(SHORT EXERCISE) Please transcribe the records precisely; pictures stay out of your copy.

(GIVEN DATA)
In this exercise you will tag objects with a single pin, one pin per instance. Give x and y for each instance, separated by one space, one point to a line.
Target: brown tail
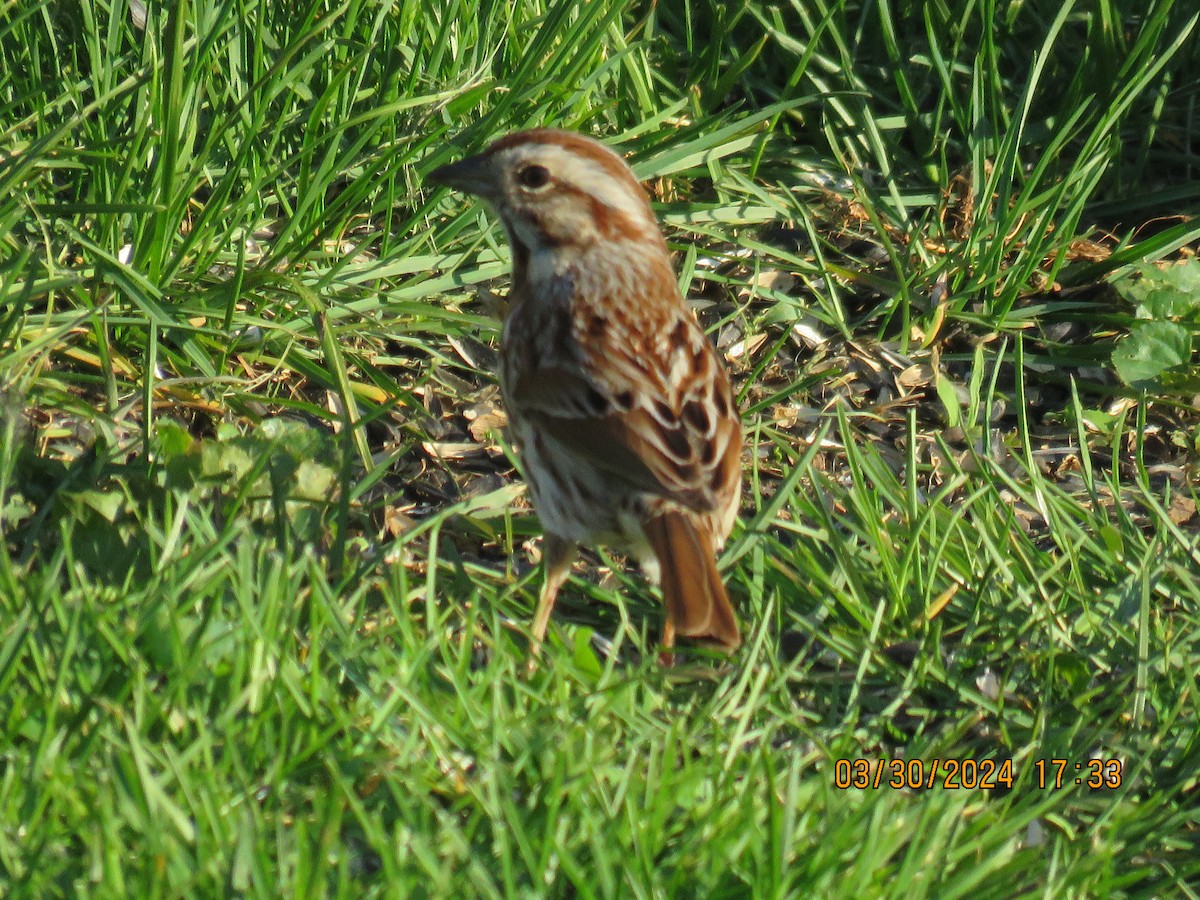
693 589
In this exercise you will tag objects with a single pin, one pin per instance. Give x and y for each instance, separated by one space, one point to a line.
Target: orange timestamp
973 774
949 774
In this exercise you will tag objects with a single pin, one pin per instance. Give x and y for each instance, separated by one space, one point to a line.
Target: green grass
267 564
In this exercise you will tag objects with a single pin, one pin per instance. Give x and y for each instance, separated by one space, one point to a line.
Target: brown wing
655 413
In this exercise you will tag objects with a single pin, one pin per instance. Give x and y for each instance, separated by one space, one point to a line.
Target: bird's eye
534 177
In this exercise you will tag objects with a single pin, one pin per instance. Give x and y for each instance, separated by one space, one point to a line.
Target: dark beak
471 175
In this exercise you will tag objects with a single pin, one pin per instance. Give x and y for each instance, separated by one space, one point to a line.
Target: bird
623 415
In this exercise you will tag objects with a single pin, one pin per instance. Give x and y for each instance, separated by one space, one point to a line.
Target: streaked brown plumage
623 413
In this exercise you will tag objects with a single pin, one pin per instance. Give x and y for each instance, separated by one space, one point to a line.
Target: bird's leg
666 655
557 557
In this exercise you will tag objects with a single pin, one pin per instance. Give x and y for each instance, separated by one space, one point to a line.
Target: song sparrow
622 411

(FINAL ANSWER)
In this exercise you will tag objects with a single pin, one pin per instance. Give x and y for each instance, separated by one space, one point to a line.
Target: brown tail
693 589
In this exercise you will tag objects with a single pin, one pin per instance. Give x and y for each instance, separated by one space, one point to a line.
Target: orange timestamp
973 774
949 774
In this exercise you will tag objects with a single pin, one pin per instance. Give x and y for each instance, separated by one space, one point to a line.
Target: green grass
267 564
In this exercise you will tag objects with a single pin, one pin per instance. Give x and y for each instance, separated by one space, one point to a line.
Target: brown wing
655 413
In this exercise you will tag objects with a single pin, one pin per instance. Give x and y for each instance, separated by one space, one point to a line.
Target: bird's eye
534 177
In this exercise you will tag objects with a single pin, one pin per instance. Give x and y for each instance, separated by one space, one point to a line.
Target: dark beak
471 175
In this exercise you will tag objects with a single pin, one pin per instance. Give x and y for each instance, separated by one space, one point to a line.
Target: bird
623 415
In this exercise you will tag objects with a single pin, one pin per instance. Give x and y for each instance, separated by one space, one point to a line.
Target: streaked brown plumage
623 413
In this exercise you will tag objects with a single pin, one pin per instance. Give x and y for each instance, separated by one space, one point to a line.
Target: bird's leg
666 655
557 557
In this exercise you will tag objects with a single pin, one pin per instance. Give x and y for each instance, separated by one space, one point to a line.
Target: song sparrow
622 411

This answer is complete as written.